▶ _SUPPLIED TEXT_
A few interesting links
Sorry for just posting links the past week or so. I haven't had much time to pull anything new together. Hopefully I'll have some more free time when I get back into the office next week.
Can anyone be objective about Open XML?
Great blog entry from Kyle McNabb of Forester where he drills into the real motivations behind some of the anti-OpenXML pressures you're seeing out there. He asks folks to see through the motivations of specific companies and form their own opinions. Here's what he says about the main players:
- IBM has a vested interest NOT seeing OOXML adopted as an ISO standard.
- Microsoft Office 2007 needs OOXML.
- Without ODF as the leading standard, Sun and OpenOffice.org have little to stand on.
Convert your paper documents into Open XML files
I was really excited earlier this week when I saw the news from Nuance Omni where they now have the ability to scan paper and recognize shapes, text, etc. and then generate an Open XML document out of it. This is really awesome. One of the great benefits of the Open XML formats is the capability it brings to long term archivability of documents. It's important that we can access these documents we are creating 100s or 1,000s of years in the future, regardless of what happens to Microsoft. That's why the stewardship of the Open XML formats by ISO could prove to be very valuable.
Now with this technology from Nuance Omni, archivists can scan existing print documents and store them as Open XML for future access. The British Library and the Library of Congress both served on TC45 and brought the perspective of long term archival into the standardization process.

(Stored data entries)
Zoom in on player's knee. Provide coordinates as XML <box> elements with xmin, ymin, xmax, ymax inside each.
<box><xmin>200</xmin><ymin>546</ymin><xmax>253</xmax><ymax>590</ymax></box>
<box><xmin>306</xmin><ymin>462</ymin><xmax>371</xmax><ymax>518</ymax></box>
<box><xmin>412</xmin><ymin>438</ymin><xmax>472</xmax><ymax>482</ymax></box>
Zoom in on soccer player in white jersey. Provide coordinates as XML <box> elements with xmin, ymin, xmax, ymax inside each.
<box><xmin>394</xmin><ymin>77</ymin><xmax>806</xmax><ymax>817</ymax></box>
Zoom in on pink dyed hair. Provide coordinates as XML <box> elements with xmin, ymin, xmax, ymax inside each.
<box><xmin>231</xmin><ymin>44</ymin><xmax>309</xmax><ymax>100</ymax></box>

▶ _GIVEN PROBLEM_
Edit the Open XML text from "A few interesting" up to and including "about Open XML?", putting "articles" wherever "links" appears. These rows were drawn from a separate source.

▶ _COMPLETED EXERCISE_
A few interesting articles
Sorry for just posting articles the past week or so. I haven't had much time to pull anything new together. Hopefully I'll have some more free time when I get back into the office next week.
Can anyone be objective about Open XML?